- **WHAT TO DO**
Please print all of the material below, word for word.

- **GIVEN INFORMATION**
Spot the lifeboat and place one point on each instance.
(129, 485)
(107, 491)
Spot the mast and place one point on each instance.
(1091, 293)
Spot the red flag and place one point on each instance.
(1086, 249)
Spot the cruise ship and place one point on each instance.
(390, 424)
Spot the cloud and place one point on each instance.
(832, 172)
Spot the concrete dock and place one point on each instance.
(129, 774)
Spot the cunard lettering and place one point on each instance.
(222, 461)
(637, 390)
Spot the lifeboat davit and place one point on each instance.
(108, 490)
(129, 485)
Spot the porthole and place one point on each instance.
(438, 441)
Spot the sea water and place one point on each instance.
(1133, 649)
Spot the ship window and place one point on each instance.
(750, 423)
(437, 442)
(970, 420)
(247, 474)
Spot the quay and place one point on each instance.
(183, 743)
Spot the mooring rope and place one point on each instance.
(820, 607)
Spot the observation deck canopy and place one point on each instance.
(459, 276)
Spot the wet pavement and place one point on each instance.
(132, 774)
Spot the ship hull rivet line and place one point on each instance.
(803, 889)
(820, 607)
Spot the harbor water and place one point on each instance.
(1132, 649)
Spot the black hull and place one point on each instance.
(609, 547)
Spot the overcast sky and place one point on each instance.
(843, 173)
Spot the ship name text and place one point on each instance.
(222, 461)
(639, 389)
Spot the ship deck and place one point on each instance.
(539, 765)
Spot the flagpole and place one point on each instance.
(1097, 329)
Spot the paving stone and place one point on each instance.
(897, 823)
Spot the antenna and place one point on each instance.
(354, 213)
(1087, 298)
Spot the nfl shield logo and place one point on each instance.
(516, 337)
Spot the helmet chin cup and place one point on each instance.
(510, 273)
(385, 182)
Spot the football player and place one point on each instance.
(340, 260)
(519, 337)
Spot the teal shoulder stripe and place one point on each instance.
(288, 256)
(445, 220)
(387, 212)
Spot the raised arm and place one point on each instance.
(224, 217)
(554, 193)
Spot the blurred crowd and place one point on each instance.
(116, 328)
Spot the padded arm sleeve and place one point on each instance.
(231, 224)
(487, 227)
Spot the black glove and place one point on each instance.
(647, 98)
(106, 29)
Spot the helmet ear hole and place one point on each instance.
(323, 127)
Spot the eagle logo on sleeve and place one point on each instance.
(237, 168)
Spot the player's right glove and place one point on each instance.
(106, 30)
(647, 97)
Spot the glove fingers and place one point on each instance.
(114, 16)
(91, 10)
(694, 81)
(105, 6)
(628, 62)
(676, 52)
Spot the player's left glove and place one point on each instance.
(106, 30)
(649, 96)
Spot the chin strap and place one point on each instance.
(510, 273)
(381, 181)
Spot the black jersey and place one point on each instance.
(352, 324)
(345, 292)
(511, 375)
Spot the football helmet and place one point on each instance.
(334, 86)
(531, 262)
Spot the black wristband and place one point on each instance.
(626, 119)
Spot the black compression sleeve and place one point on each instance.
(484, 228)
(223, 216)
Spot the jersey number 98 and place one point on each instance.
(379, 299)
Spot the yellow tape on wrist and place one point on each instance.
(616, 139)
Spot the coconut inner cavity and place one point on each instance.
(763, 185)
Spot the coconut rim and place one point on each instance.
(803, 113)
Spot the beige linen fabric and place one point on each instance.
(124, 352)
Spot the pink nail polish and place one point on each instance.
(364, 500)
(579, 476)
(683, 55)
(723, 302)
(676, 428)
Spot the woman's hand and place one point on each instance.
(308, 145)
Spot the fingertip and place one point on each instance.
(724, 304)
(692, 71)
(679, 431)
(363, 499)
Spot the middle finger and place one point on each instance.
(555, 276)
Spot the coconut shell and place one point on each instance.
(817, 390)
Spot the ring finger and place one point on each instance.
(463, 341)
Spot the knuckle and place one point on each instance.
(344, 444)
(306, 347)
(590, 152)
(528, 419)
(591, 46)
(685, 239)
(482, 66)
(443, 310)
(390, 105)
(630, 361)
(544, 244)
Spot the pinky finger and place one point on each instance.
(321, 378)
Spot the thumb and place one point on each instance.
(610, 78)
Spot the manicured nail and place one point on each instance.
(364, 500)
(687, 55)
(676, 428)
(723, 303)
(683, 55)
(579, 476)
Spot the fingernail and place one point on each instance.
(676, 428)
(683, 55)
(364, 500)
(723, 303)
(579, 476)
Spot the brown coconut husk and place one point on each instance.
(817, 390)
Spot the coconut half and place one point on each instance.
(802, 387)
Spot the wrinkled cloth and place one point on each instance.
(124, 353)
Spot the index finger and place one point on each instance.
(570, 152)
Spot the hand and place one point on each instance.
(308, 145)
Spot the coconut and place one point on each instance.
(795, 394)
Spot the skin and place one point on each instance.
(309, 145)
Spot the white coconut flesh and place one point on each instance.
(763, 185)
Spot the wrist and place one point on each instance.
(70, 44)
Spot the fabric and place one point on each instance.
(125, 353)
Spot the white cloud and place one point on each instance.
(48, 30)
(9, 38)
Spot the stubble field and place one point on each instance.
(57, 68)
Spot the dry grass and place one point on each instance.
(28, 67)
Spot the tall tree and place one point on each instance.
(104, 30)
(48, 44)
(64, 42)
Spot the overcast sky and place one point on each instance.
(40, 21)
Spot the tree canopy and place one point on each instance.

- **RESULT**
Spot the lifeboat and place one point on each instance.
(129, 485)
(107, 491)
Spot the mast and place one point on each instance.
(1091, 293)
Spot the red flag and place one point on each instance.
(1086, 249)
Spot the cruise ship and place one point on each instance.
(390, 424)
Spot the cloud and place one point on each instance.
(832, 172)
Spot the concrete dock and place one point on each instance.
(129, 774)
Spot the cunard lettering and place one point on each instance.
(222, 461)
(637, 390)
Spot the lifeboat davit and place one point on each instance.
(108, 490)
(129, 485)
Spot the porthole and place one point on each instance.
(438, 441)
Spot the sea water and place one point on each instance.
(1133, 649)
Spot the ship window and place one point on each instance.
(750, 423)
(437, 442)
(970, 420)
(247, 474)
Spot the quay and place one point on each instance.
(183, 743)
Spot the mooring rope and place one point on each instance.
(820, 607)
Spot the observation deck canopy and place one point on each instance.
(459, 276)
Spot the wet pavement and place one point on each instance.
(132, 774)
Spot the ship hull rivet line and place one point on each instance.
(803, 889)
(820, 607)
Spot the harbor water and place one point on each instance.
(1132, 649)
Spot the black hull and place one point on each instance.
(609, 547)
Spot the overcast sky and place one point on each instance.
(843, 173)
Spot the ship name text and place one point on each instance.
(222, 461)
(639, 389)
Spot the ship deck and place one point on each instance.
(539, 765)
Spot the flagpole and place one point on each instance.
(1097, 329)
Spot the paving stone and place one point on each instance.
(897, 823)
Spot the antenna and place one point on each instance.
(354, 213)
(1087, 298)
Spot the nfl shield logo and place one point on each instance.
(516, 337)
Spot the helmet chin cup and place one point on each instance.
(510, 273)
(385, 182)
Spot the football player and place one point on each instance.
(340, 260)
(519, 337)
Spot the teal shoulder stripe and place one point on each instance.
(288, 256)
(445, 220)
(387, 212)
Spot the raised arm and place one point on each instance.
(224, 217)
(554, 193)
Spot the blurred crowd and place one point on each instance.
(116, 328)
Spot the padded arm sleeve and place one point on each instance.
(231, 224)
(487, 227)
Spot the black glove and place one point on each instance.
(647, 98)
(106, 29)
Spot the helmet ear hole and place one point on each instance.
(323, 127)
Spot the eagle logo on sleeve and place one point on each instance.
(237, 168)
Spot the player's right glove and place one point on each instance.
(106, 30)
(647, 97)
Spot the glove fingers and place one point on each instance.
(114, 16)
(91, 10)
(694, 81)
(105, 6)
(628, 62)
(676, 52)
Spot the player's left glove and place one point on each instance.
(106, 30)
(649, 96)
Spot the chin strap and place one point on each instance.
(510, 273)
(381, 181)
Spot the black jersey and place one point on each instance.
(352, 324)
(345, 292)
(511, 375)
Spot the football helmet and place one point on each instance.
(334, 86)
(531, 262)
Spot the black wristband and place one point on each instance.
(626, 119)
Spot the black compression sleeve and place one point on each instance.
(484, 228)
(223, 216)
Spot the jersey number 98 and place one point on each instance.
(379, 299)
Spot the yellow tape on wrist and place one point on each instance.
(616, 139)
Spot the coconut inner cavity and place one point on each instance.
(763, 185)
Spot the coconut rim and place one point on each instance.
(803, 113)
Spot the beige linen fabric and place one point on each instance.
(124, 352)
Spot the pink nail polish and place one point on each instance.
(364, 500)
(579, 476)
(683, 55)
(723, 302)
(676, 428)
Spot the woman's hand and place one point on each instance.
(308, 145)
Spot the fingertip and place one point on each instance.
(724, 304)
(692, 71)
(679, 431)
(363, 499)
Spot the middle finger and place one point on each instance.
(555, 276)
Spot the coconut shell and place one point on each instance.
(817, 390)
Spot the ring finger and place one point on each instance.
(463, 341)
Spot the knuckle and place one point on each instance.
(344, 444)
(306, 347)
(590, 152)
(528, 419)
(591, 46)
(685, 239)
(482, 66)
(443, 310)
(390, 105)
(630, 361)
(544, 244)
Spot the pinky finger and place one point on each instance.
(321, 378)
Spot the thumb and place one point on each instance.
(610, 78)
Spot the manicured nail and place one point on each instance.
(364, 500)
(687, 55)
(676, 428)
(723, 303)
(683, 55)
(579, 476)
Spot the fingernail and place one point on each instance.
(676, 428)
(683, 55)
(364, 500)
(723, 303)
(579, 476)
Spot the brown coconut husk and place one point on each instance.
(817, 390)
Spot the coconut half and place one point on each instance.
(802, 387)
Spot the wrinkled cloth and place one point on each instance.
(124, 353)
Spot the index finger and place one point on each instance.
(570, 152)
Spot the hand and place one point on each instance.
(308, 145)
Spot the coconut and place one point on each instance.
(795, 394)
Spot the skin and place one point on each instance.
(309, 145)
Spot the white coconut flesh and place one point on each instance.
(763, 185)
Spot the wrist and place one point on each instance.
(70, 44)
Spot the fabric and place one point on each instance.
(125, 353)
Spot the white cloud and place one point on each instance.
(48, 30)
(9, 38)
Spot the stubble field and place one point on each instance.
(57, 68)
Spot the dry grass and place one point on each instance.
(28, 67)
Spot the tall tree and place one point on each instance.
(104, 30)
(48, 44)
(64, 42)
Spot the overcast sky and place one point on each instance.
(40, 21)
Spot the tree canopy and place one point on each instance.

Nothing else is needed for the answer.